Exactly the lines from the one with "Target: farm building" to the end of the entries should appear in your answer, retyped word for word.

BEGIN SUPPLIED RECORDS

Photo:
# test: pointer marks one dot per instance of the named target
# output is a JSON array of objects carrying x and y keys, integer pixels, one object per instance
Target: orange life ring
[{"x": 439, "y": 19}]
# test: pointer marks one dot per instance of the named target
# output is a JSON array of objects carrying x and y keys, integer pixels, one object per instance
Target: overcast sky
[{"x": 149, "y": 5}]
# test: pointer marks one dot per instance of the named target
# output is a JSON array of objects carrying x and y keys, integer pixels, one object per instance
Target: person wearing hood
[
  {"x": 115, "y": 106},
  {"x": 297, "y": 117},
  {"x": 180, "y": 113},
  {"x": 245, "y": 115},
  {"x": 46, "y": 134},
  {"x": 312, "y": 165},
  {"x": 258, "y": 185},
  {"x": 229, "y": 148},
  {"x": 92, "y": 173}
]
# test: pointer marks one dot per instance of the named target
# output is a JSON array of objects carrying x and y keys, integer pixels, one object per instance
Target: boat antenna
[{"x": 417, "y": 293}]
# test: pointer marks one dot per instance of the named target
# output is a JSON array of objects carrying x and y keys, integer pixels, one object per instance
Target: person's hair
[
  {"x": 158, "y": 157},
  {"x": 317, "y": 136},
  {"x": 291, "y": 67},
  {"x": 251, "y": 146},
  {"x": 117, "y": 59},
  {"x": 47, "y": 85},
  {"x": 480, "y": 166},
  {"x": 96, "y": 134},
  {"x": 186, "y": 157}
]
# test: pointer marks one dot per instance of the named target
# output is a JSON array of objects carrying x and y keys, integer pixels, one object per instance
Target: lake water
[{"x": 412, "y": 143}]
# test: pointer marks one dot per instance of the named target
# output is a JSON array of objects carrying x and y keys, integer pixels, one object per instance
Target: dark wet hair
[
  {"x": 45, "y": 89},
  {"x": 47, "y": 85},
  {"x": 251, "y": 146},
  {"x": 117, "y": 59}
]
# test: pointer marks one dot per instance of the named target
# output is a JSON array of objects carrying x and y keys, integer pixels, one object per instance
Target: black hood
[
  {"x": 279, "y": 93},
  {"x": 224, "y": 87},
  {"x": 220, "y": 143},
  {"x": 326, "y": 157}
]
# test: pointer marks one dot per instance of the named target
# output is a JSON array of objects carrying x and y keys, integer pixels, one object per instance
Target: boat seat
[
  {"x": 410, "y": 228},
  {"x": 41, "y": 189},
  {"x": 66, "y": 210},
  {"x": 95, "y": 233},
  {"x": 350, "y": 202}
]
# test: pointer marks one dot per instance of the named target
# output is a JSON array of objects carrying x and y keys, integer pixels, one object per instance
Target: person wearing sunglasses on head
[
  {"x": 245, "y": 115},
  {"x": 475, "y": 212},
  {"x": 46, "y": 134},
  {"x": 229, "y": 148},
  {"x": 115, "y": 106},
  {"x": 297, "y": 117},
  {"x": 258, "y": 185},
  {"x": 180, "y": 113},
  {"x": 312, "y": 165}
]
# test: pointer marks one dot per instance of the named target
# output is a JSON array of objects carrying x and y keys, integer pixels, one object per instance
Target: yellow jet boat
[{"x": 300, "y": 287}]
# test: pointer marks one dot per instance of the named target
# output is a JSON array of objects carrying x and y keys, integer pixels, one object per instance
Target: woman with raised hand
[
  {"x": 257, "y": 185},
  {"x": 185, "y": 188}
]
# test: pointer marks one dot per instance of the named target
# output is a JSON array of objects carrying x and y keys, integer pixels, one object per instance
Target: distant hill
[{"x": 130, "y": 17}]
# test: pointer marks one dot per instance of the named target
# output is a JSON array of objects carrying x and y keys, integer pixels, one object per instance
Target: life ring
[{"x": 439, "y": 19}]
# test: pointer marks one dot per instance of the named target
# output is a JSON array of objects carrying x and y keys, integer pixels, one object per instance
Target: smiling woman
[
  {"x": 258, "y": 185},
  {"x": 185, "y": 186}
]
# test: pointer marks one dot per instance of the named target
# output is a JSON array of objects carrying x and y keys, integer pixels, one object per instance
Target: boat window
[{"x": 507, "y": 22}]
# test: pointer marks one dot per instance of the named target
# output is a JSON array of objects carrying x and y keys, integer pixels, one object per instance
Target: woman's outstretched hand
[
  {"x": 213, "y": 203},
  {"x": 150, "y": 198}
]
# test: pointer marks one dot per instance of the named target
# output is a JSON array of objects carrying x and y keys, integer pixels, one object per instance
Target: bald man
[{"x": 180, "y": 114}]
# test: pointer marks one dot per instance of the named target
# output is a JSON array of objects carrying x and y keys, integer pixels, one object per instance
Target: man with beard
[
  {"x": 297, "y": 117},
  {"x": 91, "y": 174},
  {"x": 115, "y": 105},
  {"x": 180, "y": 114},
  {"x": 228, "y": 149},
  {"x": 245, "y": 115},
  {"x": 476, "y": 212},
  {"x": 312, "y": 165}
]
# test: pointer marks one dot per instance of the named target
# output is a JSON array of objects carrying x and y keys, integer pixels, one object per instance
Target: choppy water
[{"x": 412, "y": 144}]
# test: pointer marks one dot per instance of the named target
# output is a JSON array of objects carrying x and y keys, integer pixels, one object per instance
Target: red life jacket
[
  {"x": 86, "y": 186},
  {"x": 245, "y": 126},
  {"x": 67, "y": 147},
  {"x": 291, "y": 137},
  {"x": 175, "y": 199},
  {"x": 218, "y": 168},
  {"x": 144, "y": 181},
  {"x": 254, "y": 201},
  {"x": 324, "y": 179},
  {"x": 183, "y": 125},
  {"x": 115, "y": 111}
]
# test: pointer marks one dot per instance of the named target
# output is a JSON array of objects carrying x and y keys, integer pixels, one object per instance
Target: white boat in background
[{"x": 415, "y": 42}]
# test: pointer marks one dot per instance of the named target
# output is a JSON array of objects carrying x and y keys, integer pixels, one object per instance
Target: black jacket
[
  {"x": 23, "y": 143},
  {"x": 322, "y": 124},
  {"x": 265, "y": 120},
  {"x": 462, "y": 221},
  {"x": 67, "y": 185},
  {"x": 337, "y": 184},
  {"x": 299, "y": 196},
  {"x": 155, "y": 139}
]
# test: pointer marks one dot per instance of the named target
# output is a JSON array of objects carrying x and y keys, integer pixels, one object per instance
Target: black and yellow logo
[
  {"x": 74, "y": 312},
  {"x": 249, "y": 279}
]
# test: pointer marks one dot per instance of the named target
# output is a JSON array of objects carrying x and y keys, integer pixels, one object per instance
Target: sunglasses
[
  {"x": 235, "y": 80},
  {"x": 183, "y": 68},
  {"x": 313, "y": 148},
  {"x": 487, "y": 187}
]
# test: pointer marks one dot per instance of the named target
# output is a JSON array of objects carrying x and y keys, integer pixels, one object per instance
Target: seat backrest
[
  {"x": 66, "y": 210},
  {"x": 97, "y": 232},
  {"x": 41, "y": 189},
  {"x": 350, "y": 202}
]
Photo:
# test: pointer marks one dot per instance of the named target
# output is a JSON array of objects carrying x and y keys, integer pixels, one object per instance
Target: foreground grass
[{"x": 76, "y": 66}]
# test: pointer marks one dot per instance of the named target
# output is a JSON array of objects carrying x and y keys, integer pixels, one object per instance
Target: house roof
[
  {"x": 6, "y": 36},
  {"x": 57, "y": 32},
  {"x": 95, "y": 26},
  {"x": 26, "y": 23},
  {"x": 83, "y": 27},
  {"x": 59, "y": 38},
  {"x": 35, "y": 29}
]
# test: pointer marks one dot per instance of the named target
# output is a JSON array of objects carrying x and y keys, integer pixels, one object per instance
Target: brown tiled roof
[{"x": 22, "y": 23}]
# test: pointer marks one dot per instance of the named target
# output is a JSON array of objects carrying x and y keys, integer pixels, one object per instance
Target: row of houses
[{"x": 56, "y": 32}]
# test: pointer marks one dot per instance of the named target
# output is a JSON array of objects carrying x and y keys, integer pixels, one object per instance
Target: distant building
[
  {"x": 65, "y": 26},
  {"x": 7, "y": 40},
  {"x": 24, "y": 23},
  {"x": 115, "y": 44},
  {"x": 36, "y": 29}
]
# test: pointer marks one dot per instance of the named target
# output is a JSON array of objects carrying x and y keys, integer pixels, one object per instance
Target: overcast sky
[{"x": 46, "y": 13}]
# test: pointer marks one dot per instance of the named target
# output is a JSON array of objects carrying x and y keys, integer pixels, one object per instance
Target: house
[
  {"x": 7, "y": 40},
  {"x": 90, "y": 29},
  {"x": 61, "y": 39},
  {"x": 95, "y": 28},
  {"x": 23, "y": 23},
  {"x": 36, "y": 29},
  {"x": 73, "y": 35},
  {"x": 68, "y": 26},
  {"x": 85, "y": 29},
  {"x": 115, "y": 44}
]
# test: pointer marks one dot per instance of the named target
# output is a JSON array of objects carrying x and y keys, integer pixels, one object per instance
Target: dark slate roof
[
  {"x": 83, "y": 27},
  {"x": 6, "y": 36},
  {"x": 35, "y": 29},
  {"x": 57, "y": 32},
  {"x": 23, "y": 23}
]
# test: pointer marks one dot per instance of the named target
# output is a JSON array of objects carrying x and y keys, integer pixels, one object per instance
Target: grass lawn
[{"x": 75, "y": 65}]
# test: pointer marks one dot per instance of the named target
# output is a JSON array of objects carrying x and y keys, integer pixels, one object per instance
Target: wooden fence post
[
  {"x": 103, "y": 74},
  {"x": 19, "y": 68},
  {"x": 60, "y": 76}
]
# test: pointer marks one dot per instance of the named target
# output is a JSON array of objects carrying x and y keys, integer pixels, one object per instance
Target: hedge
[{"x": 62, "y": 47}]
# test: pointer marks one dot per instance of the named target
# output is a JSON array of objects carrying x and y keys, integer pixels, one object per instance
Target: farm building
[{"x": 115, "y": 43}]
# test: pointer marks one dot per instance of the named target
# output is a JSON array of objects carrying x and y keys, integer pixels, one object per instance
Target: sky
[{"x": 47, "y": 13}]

END SUPPLIED RECORDS

- **YOUR SOLUTION**:
Target: farm building
[{"x": 115, "y": 43}]
# test: pointer marks one dot per instance of the named target
# output is a JSON array of objects carrying x and y keys, integer pixels, one object per instance
Target: sky
[{"x": 47, "y": 13}]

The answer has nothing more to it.